• [Material to process]:
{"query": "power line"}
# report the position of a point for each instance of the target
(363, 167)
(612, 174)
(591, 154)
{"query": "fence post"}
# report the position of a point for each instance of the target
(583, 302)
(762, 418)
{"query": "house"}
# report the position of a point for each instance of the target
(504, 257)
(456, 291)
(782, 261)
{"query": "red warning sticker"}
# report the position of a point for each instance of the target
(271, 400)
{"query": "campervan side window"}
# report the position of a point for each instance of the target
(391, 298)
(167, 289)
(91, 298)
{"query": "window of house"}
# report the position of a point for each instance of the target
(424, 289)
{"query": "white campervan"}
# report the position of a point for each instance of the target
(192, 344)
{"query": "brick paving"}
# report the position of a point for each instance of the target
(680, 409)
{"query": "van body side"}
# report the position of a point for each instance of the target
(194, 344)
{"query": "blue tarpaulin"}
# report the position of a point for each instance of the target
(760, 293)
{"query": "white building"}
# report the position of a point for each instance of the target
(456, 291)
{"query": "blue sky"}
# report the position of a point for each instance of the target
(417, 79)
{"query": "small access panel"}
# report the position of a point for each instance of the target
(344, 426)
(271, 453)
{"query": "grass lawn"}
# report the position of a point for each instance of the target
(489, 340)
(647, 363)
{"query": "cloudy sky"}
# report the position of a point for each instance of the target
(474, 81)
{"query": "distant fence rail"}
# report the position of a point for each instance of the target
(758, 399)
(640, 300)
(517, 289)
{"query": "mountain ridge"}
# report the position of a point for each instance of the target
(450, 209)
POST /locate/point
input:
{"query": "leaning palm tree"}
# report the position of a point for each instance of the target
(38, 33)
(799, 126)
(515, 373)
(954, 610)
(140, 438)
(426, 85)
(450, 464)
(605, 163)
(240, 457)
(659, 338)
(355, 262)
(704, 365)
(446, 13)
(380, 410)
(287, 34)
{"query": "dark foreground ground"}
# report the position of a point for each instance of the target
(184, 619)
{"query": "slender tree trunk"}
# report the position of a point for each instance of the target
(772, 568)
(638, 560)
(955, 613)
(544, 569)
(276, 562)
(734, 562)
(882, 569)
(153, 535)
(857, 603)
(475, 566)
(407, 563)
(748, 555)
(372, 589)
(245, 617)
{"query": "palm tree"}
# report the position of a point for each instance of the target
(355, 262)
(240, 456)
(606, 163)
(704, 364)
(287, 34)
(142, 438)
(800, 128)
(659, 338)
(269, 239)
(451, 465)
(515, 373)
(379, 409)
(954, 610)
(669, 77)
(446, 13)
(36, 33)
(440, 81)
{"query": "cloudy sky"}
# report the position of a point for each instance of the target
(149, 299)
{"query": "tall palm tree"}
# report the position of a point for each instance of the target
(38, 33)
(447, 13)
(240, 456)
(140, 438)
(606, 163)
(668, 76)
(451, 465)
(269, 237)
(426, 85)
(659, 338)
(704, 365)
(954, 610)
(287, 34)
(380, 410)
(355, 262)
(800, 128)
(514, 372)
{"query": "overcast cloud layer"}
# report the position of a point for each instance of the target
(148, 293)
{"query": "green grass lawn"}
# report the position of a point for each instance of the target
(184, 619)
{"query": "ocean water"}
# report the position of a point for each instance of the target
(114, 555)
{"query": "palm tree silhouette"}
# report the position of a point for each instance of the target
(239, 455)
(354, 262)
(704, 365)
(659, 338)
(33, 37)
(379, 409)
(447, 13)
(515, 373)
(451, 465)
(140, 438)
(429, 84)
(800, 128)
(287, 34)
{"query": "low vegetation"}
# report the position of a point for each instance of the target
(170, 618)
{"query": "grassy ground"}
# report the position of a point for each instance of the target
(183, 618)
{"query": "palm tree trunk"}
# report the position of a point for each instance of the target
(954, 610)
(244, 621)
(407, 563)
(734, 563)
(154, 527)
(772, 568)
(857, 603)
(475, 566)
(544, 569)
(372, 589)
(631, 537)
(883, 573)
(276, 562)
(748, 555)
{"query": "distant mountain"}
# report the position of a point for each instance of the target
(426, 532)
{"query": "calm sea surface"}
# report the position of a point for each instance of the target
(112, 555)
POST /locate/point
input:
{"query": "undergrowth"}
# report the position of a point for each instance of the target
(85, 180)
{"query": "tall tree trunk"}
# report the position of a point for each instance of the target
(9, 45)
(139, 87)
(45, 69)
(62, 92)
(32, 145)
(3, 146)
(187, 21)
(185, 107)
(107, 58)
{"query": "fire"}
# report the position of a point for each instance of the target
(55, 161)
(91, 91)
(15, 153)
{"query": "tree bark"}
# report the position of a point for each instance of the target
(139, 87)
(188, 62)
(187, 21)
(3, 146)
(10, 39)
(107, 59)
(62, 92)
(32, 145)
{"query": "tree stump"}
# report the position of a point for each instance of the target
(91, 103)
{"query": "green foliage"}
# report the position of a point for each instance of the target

• [What you should do]:
Please restate the data word for word, every record included.

• [Solution to this exercise]:
{"query": "power line"}
# report the position of a point for each instance of the target
(363, 167)
(612, 174)
(591, 154)
{"query": "fence post"}
# report the position of a point for each instance of the target
(583, 302)
(762, 418)
{"query": "house"}
# report the position of a point for each instance of the target
(504, 257)
(456, 291)
(782, 261)
{"query": "red warning sticker"}
# report the position of a point for each instance of the target
(271, 400)
{"query": "campervan side window"}
# report the position of a point for each instance of the target
(391, 298)
(167, 289)
(91, 298)
{"query": "window of house"}
# report the position of a point for each instance of the target
(424, 289)
{"query": "white campervan"}
# report the position of a point for each instance of the target
(192, 344)
{"query": "brick paving"}
# report the position of a point for each instance of the target
(680, 409)
{"query": "van body side"}
# report the position of a point for each instance of the target
(194, 344)
{"query": "blue tarpaulin"}
# report the position of a point for each instance of the target
(760, 293)
{"query": "white building"}
# report the position of a point for each instance of the target
(456, 291)
{"query": "blue sky"}
# report the position of a point for each instance of the target
(417, 79)
{"query": "small access panel"}
# report the position of a point for each instance of the target
(344, 426)
(271, 453)
{"query": "grass lawn"}
# report the position of a point for each instance of the target
(489, 340)
(647, 363)
{"query": "cloudy sky"}
# report the position of a point for each instance of the target
(474, 81)
{"query": "distant fence rail"}
# report the position of a point for each instance of the target
(758, 399)
(640, 300)
(517, 289)
{"query": "mountain ridge"}
# report the position of a point for each instance of the target
(450, 209)
POST /locate/point
input:
{"query": "leaning palm tree"}
# report the position of a point for each instance of the target
(38, 33)
(799, 126)
(515, 373)
(954, 610)
(140, 438)
(426, 85)
(450, 464)
(605, 163)
(240, 457)
(659, 338)
(355, 262)
(704, 365)
(446, 13)
(380, 410)
(287, 34)
{"query": "dark foreground ground"}
# report the position of a point for each instance of the target
(184, 619)
{"query": "slender tree trunk"}
# report the position of a point for each instance of the target
(772, 568)
(638, 560)
(955, 613)
(544, 569)
(276, 562)
(734, 562)
(882, 569)
(153, 535)
(857, 603)
(475, 566)
(407, 563)
(748, 555)
(372, 589)
(245, 617)
{"query": "palm tree"}
# report the position of a point for each instance of the target
(355, 262)
(240, 456)
(606, 163)
(704, 364)
(287, 34)
(142, 438)
(800, 128)
(659, 338)
(269, 239)
(451, 465)
(515, 373)
(379, 409)
(954, 610)
(669, 77)
(446, 13)
(36, 33)
(440, 81)
{"query": "cloudy sky"}
# report the position of a point for each instance of the target
(149, 299)
{"query": "tall palm tree"}
# report the position of a point for each instance of the target
(38, 33)
(447, 13)
(240, 456)
(140, 438)
(606, 163)
(668, 76)
(451, 465)
(269, 237)
(426, 85)
(659, 338)
(704, 365)
(954, 610)
(287, 34)
(380, 410)
(355, 262)
(800, 128)
(514, 372)
{"query": "overcast cloud layer"}
# report the position of a point for each instance of the target
(148, 293)
{"query": "green grass lawn"}
# report the position of a point for each instance of the target
(184, 619)
{"query": "ocean water"}
# report the position of a point for each instance of the target
(114, 555)
{"query": "palm tree silhouette"}
# report the position of a point for each instance of the target
(239, 455)
(354, 262)
(704, 365)
(659, 338)
(33, 37)
(379, 409)
(447, 13)
(515, 373)
(451, 465)
(140, 438)
(429, 84)
(800, 128)
(287, 34)
{"query": "low vegetation"}
# report the position of a point for each instance of the target
(170, 618)
{"query": "grassy ground"}
# report the position of a point for each instance of the target
(183, 618)
{"query": "palm tree trunk"}
# report the position of a point for each instance of the target
(954, 610)
(244, 621)
(407, 563)
(734, 563)
(154, 527)
(772, 568)
(857, 603)
(475, 566)
(544, 569)
(372, 589)
(631, 537)
(883, 573)
(276, 562)
(748, 555)
{"query": "distant mountain"}
# report the position of a point for each instance of the target
(426, 532)
{"query": "calm sea surface"}
# report the position of a point for each instance of the target
(112, 555)
POST /locate/point
input:
{"query": "undergrowth"}
# report the position of a point for each instance of the target
(85, 180)
{"query": "tall tree trunk"}
# report the position of a point for each instance of the target
(9, 45)
(139, 87)
(45, 69)
(62, 92)
(32, 145)
(3, 146)
(187, 21)
(185, 107)
(107, 58)
{"query": "fire"}
# report the position of a point for each instance of the target
(55, 161)
(91, 91)
(15, 153)
{"query": "tree bark"}
# report the position of a point for each instance of the target
(139, 87)
(188, 62)
(187, 21)
(3, 146)
(10, 39)
(107, 59)
(62, 92)
(32, 145)
{"query": "tree stump"}
# report the position of a point for each instance of the target
(91, 103)
{"query": "green foliage"}
# report the position of a point for each instance of the target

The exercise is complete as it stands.